(ASSIGNED TASK): Below is a listing. Gather each line of it that contains "black".

(SUPPLIED INFORMATION):
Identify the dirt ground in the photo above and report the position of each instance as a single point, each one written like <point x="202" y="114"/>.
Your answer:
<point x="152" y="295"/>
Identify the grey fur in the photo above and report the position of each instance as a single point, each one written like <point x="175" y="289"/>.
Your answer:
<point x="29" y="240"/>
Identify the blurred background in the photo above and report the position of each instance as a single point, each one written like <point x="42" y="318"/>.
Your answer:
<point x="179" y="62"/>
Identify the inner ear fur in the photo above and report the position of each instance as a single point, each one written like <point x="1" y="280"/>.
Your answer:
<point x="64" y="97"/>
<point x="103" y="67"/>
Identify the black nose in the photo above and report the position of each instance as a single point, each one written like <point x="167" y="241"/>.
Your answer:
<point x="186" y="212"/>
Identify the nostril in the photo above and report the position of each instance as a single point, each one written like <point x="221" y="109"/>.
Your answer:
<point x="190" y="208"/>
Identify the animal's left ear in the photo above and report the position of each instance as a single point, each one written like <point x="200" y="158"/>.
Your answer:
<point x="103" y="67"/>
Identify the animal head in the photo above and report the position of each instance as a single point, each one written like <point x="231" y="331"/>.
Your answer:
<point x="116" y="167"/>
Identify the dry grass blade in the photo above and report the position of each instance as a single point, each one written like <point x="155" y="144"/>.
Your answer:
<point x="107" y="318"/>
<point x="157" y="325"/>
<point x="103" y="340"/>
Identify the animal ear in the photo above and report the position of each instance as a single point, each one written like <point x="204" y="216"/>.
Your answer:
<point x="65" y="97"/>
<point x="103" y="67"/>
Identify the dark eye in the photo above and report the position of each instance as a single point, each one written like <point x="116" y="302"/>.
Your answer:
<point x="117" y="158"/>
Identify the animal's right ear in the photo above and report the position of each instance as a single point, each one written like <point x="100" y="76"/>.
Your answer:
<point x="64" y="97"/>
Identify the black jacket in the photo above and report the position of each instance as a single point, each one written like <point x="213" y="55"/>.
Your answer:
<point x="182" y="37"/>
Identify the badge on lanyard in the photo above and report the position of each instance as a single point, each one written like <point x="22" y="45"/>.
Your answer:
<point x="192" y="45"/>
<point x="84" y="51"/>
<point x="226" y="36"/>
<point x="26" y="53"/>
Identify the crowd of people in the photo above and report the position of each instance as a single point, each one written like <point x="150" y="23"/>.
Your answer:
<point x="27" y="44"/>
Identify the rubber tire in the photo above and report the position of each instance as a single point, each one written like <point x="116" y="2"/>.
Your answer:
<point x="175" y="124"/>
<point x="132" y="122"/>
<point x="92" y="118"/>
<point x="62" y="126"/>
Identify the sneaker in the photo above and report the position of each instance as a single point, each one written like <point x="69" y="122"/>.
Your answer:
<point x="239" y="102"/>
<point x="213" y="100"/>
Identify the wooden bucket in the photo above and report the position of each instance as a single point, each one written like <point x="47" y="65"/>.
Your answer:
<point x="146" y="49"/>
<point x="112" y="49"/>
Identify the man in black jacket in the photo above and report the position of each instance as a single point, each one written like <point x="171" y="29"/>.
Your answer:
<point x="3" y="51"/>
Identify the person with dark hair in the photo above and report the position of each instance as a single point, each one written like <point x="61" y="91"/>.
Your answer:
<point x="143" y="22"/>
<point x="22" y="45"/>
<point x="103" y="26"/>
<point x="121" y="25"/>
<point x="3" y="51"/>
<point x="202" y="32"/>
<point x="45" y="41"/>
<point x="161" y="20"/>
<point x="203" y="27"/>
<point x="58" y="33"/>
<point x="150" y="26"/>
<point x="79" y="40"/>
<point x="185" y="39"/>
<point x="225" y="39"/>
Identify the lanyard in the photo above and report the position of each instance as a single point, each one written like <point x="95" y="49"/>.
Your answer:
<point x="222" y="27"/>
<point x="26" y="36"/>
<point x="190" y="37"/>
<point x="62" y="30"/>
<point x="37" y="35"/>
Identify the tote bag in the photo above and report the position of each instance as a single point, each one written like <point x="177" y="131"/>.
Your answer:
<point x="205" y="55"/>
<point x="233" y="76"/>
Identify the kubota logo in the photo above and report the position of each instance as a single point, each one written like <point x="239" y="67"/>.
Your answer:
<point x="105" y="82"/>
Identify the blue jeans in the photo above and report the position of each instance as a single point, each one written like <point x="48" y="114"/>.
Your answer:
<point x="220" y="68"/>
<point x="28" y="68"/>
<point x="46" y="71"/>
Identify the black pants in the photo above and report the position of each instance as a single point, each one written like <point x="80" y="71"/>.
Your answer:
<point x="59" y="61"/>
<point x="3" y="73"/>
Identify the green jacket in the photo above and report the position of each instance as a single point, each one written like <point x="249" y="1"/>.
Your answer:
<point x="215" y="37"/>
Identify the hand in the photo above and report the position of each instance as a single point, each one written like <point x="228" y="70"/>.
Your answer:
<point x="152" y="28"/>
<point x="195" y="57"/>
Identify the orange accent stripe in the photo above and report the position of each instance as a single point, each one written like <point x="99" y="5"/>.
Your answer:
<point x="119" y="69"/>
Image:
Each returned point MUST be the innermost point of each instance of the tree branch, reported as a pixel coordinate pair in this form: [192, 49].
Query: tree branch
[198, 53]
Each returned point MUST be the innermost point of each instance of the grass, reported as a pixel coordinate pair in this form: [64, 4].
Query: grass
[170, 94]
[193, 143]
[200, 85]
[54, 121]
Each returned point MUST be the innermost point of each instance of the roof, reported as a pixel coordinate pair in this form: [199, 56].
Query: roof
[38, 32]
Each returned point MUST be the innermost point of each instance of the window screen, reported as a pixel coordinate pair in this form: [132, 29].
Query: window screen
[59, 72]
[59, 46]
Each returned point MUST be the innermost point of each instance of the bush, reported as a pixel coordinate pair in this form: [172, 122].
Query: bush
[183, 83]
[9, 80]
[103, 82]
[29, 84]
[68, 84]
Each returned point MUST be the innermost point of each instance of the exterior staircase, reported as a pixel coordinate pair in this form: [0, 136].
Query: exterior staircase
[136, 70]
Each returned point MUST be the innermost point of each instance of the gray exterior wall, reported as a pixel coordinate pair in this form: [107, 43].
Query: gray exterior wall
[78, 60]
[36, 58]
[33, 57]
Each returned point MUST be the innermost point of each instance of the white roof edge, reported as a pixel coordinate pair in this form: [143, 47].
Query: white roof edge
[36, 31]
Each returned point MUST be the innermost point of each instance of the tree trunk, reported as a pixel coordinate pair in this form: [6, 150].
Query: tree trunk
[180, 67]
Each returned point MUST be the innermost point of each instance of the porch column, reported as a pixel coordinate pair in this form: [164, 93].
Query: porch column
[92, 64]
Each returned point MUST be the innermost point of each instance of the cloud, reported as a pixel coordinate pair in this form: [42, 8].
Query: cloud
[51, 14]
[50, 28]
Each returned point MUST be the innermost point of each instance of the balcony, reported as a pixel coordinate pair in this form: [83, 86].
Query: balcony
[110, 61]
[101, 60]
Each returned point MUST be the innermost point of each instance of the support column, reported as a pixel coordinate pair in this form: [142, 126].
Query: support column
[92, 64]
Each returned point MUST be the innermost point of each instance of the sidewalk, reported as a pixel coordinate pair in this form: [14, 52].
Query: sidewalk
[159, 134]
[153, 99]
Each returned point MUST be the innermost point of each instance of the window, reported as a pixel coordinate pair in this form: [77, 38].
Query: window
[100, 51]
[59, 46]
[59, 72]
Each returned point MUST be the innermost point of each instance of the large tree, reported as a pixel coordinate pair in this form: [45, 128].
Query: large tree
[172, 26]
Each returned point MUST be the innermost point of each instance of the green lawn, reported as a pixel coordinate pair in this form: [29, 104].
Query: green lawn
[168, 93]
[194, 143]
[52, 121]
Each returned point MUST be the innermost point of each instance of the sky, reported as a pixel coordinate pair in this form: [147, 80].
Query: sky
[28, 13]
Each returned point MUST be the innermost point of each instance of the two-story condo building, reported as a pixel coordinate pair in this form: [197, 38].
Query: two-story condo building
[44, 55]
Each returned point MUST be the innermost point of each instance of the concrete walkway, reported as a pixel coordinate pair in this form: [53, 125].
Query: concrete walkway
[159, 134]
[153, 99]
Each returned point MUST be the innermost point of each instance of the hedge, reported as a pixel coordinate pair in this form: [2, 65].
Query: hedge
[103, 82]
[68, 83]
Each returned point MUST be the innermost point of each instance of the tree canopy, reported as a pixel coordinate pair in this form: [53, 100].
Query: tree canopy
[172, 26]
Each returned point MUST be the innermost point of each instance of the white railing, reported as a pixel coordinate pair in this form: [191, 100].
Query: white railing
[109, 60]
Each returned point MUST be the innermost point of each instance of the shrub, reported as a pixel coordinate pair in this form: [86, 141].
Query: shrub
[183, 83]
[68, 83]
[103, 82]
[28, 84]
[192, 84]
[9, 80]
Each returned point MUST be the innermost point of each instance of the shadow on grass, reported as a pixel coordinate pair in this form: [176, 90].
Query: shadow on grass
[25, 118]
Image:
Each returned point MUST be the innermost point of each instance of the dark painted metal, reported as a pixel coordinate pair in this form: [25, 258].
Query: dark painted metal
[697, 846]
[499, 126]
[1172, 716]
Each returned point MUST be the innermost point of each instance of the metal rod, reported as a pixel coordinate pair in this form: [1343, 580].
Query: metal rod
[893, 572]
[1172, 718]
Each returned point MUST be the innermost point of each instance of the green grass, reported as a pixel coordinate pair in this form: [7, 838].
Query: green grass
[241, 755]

(RESPONSE TO THE EXERCISE):
Identify the black nose in the photo above and report the position of each instance as a single point, each one written like <point x="167" y="241"/>.
Identify the black jacket in the photo above and report the position of each instance as a single point, each one written like <point x="213" y="55"/>.
Identify the man in black jacket in the photo above and report the position of each instance as a single point, each one written like <point x="171" y="29"/>.
Identify the black pants in the photo above and report the position of each instance as a single point, each one written like <point x="80" y="71"/>.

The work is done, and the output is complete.